◆ Requirement 1 ◆
Please retype the stretch of the dodging lesson text from "So we practice" through "noodle for tagging.".
◆ Requirement 2 ◆
Answer these questions from the dodging lesson text:
(a) How many safety bases are placed on the floor?
(b) For how long does a tagged player do a wall walk?
(c) What does the teacher say "adept" means?
◆ Requirement 3 ◆
Carry on the dodging lesson text after its final line.

We’re working on dodging today. Philippe defines: “Dodging is what you do when someone throws a ball at you and you jump out of the way” (jumping as he speaks to illustrate).

“Right, and not only that but when you’re walking on a busy sidewalk, (I walk as I talk here) do you do this?” (I imitate bumping into people every few steps, complete with sound effects.) They laugh. “No, right? You don’t walk around bumping into people on purpose, do you? What do you do?”

“You walk around!” they shout.

“Exactly, so dodging means that we move out of the way instead of bumping or crashing into other things, even without touching them.” I use lots of arm motions to illustrate this.

So we practice crossing the gym space using different locomotor patterns and different pathways. And they manage it all really well without bumping into each other. Cool.

I introduce a new tagging game: safety base dodge. Long story short: 8 safety bases are scattered on the floor. Players can rest on these for 5 seconds at a time but then must move and avoid being tagged. If tagged, players go to the edge of the play area and perform a wall walk for 10 seconds. 2 taggers and each holds a shortened swim noodle for tagging.

We play a few rounds. We stop after the first round to clarify some understandings.

“OK, friends. For a first go at a new game I thought you handled it all very well. However, at the end (you can tell they knew this part was coming) I stopped the music and said, “Freeze!” Then what happened?

“The game stopped?” one student ventures.

“Did you see everyone stop on the signal? I didn’t. I said, “Freeze!” and here’s what I saw: (I get up and run from one base to another with my hands in the air).” They laugh. I come back to our huddle. “Is that what a freeze looks like?”

“No.” They giggle as they say it.

I show it again. “A freeze looks like this (dramatic freeze), right? Not like this (more running around). There’s a difference. So now on the count of three, show me a freeze pose. One, two, three!”

Great moment, excellent poses. I pick two new taggers and we start a new round.

We finish the game. We come back together. I congratulate them on a job well done. I tell them that I can see that they are adept at dodging.

“What’s adept?”

“It means you’re good at something.”

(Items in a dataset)

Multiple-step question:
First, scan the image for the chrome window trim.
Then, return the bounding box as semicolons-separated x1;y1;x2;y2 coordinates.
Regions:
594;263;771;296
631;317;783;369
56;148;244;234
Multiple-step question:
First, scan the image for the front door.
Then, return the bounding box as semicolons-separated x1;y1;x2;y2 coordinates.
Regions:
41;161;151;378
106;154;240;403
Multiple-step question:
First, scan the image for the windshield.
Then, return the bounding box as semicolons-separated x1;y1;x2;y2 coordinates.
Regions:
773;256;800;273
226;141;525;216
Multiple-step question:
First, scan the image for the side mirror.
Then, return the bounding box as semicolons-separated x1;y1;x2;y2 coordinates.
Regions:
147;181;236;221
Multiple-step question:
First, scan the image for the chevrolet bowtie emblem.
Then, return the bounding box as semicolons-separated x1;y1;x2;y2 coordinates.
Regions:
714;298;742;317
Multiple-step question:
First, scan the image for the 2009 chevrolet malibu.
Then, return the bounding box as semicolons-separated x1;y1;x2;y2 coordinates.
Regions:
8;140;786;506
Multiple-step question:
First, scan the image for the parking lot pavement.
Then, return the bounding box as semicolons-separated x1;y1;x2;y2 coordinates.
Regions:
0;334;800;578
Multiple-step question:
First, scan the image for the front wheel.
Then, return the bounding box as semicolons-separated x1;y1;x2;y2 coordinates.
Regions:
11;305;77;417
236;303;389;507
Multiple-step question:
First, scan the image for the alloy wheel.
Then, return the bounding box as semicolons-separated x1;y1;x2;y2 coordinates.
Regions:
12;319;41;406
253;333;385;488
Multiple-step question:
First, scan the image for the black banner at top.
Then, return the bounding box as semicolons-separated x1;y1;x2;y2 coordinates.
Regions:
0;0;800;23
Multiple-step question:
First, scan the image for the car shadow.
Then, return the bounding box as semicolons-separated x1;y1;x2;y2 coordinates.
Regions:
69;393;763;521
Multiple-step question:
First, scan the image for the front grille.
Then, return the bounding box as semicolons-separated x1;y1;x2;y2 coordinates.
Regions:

◆ Answer space 1 ◆
So we practice crossing the gym space using different locomotor patterns and different pathways. And they manage it all really well without bumping into each other. Cool.

I introduce a new tagging game: safety base dodge. Long story short: 8 safety bases are scattered on the floor. Players can rest on these for 5 seconds at a time but then must move and avoid being tagged. If tagged, players go to the edge of the play area and perform a wall walk for 10 seconds. 2 taggers and each holds a shortened swim noodle for tagging.

◆ Answer space 2 ◆
(a) 8
(b) 10 seconds
(c) Being good at something

◆ Answer space 3 ◆
Adept dodgers. Could be a rock band.

During another break in the action one student revealed that she had owies on her leg and hand. I answered back: “You have owies on your hands and leg. Are you also telling me that this will impair you ability to participate in our upcoming game?” She scrunched her face up and I suppose making her best guess about what I was saying, shook her head and said “no.” She played all rounds without complaint.

I relate all this I suppose perhaps above all to remind myself of what it’s like when I interact with small children. On the one hand, it involves considerable theatrical investment and display. On the other hand, a fairly firm commitment to remain true to my own character. I like to use a broad vocabulary. I enjoy acting out ideas for children to get my point across. I appreciate the relationships we develop over time that allow us to have these kinds of conversations where we both learn something.

Yes, I’m teaching content. Dodging. And we are learning about how to play well with each other. We are practicing remembering rules and making decisions about how we’ll apply the rules in the way we and others play.

Two students had a crash near the end of our game. After apologies were offered and each recovered, I asked them in our large group about their crash. “What kind of pathway were you using when you crashed?” (We practiced this earlier in our warm up activity.) They both answered, “straight.” After that both were ready to describe the crash in greater detail, illustrating for the rest of us how it came to pass.

My young students each offer a world of experiences. Part of my job involves inviting those worlds into our classes and providing them with air time and stage time and activity time. All the time we have to be and become so much more than adept dodgers.